Exercise aim
Could you output the following lines as a JSON list of strings, with one string per line and blank lines left out?

Data entries
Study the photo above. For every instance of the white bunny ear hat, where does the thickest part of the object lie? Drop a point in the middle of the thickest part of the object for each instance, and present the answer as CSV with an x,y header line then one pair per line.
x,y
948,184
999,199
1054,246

Complete answer
[
  "Study the photo above. For every instance of the white bunny ear hat, where does the thickest part of the object lie? Drop a point in the middle of the thickest part of the object for each instance, and present the answer as CSV with an x,y header line then one pair per line.",
  "x,y",
  "948,184",
  "999,199",
  "1054,246"
]